◆ TO DO ◆
A complete, word-for-word restatement of the entries is needed.

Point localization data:

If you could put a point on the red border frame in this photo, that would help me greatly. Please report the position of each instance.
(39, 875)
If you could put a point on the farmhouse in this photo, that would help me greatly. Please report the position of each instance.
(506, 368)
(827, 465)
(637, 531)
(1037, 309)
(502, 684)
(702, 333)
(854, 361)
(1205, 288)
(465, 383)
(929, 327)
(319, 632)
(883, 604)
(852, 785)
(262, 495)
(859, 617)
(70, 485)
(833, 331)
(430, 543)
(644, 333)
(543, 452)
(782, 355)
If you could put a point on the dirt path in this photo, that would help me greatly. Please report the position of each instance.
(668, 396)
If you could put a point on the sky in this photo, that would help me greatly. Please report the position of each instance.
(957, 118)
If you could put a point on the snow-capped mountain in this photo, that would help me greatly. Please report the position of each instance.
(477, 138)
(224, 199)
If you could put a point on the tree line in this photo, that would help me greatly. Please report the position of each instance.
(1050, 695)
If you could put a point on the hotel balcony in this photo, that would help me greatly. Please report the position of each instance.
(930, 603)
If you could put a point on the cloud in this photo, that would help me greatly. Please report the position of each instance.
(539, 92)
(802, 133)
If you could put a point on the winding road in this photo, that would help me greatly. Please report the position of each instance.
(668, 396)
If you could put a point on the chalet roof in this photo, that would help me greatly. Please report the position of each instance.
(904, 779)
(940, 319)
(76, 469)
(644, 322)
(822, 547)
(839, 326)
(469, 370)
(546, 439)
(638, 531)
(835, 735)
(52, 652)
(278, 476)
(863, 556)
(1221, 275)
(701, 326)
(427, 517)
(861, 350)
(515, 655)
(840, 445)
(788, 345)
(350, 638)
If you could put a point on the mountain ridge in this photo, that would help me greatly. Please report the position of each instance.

◆ WRITTEN RESPONSE ◆
If you could put a point on the red border frame in this photo, that would help me greatly. Please report the position of each instance.
(39, 875)
If you could put a point on the farmhouse in this photo, that would help me greatly. Please report the position of each instance.
(506, 368)
(827, 465)
(637, 531)
(1037, 309)
(502, 684)
(702, 333)
(854, 361)
(1205, 288)
(465, 383)
(929, 327)
(319, 632)
(883, 604)
(852, 785)
(262, 495)
(859, 617)
(70, 485)
(833, 331)
(430, 543)
(644, 333)
(543, 452)
(782, 355)
If you could put a point on the dirt path in this photo, that would help me greatly. Please report the position of each instance.
(668, 396)
If you could put a point on the sky in this photo, that would help me greatly. Please report the position of each instance.
(957, 118)
If you could put a point on the snow-capped mountain in this photo, that would help me greatly. Please report the position of each instance.
(477, 138)
(224, 199)
If you could put a point on the tree line in this photo, that would help me greatly. Please report the position of each instance.
(1050, 695)
If you could put a point on the hotel balcony in this photo, that would help me greatly. Please report the position of each instance.
(930, 603)
If you could put a point on the cloud in this photo, that would help me greatly. Please report the position of each instance.
(539, 92)
(802, 133)
If you could put a point on the winding road in this photo, that would help me greatly. Please report the position of each instance.
(668, 396)
If you could put a point on the chalet roof in this photo, that would help me greatly. Please report the position of each instance.
(904, 779)
(940, 319)
(76, 469)
(644, 322)
(822, 547)
(839, 326)
(469, 370)
(546, 439)
(638, 531)
(835, 735)
(52, 652)
(278, 476)
(863, 556)
(1221, 275)
(701, 326)
(427, 517)
(861, 350)
(515, 655)
(840, 445)
(788, 345)
(350, 638)
If you could put a point on the mountain ridge in this photo, that would help me greatly. Please report the position of each instance.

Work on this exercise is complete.